Show every line of the items below that contains the string "Target", matching case exactly.

Data to use:
_ _ _ _ _

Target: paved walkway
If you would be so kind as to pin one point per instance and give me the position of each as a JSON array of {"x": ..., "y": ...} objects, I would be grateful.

_ _ _ _ _

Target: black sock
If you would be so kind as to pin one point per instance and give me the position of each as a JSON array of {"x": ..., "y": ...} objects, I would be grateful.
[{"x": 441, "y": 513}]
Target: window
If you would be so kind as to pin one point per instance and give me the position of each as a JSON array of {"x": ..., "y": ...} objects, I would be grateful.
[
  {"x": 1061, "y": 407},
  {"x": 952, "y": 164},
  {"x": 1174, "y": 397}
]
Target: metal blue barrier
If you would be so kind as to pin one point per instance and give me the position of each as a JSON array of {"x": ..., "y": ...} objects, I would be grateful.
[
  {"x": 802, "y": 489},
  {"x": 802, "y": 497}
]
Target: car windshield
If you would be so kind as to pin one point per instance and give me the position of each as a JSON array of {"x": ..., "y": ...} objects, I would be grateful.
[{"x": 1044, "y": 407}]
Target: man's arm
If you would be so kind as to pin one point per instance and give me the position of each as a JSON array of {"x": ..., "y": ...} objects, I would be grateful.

_ _ _ _ _

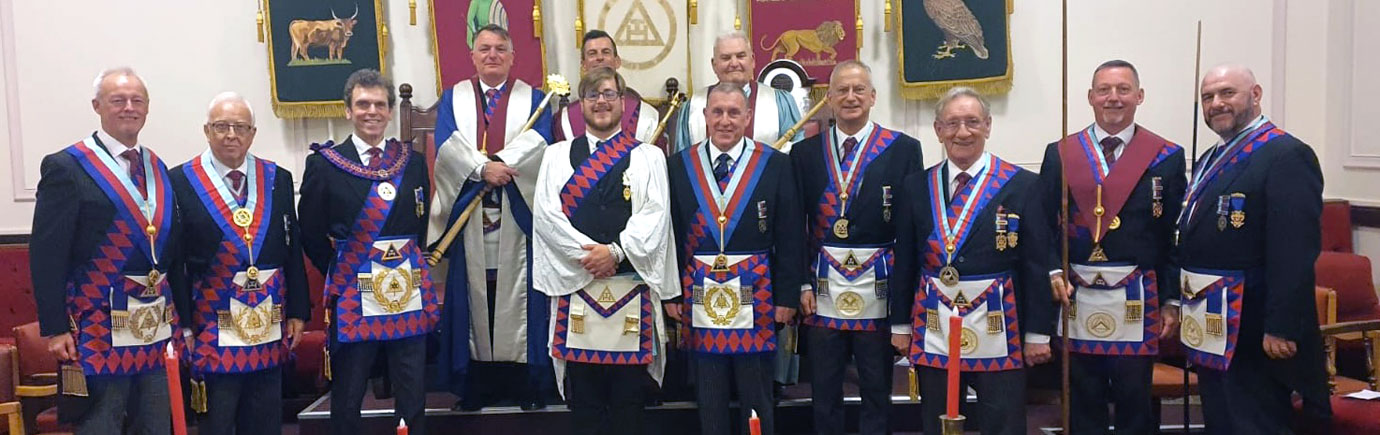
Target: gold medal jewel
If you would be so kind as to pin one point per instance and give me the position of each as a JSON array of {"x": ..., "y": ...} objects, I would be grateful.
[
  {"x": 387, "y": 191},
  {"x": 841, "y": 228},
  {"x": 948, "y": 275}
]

_ _ _ _ _

Finished task:
Target: paved walkway
Target: black sock
Target: window
Target: metal blue barrier
Target: car windshield
Target: man's arm
Target: gold medal jewel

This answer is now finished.